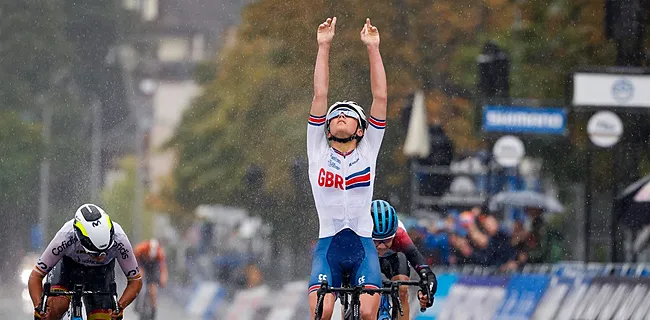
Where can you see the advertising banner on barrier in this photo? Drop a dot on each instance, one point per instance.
(617, 298)
(522, 295)
(445, 283)
(474, 297)
(558, 289)
(285, 303)
(207, 299)
(247, 302)
(520, 119)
****************************************
[What you need to do]
The reply should repeat the data in full, exactly as given, and contain no pictures.

[Solution]
Where can you see the advertising banner on barrier in this photo? Drop a dot on each instance, one point per instance.
(617, 298)
(522, 295)
(445, 283)
(474, 297)
(558, 289)
(285, 303)
(207, 299)
(247, 302)
(520, 119)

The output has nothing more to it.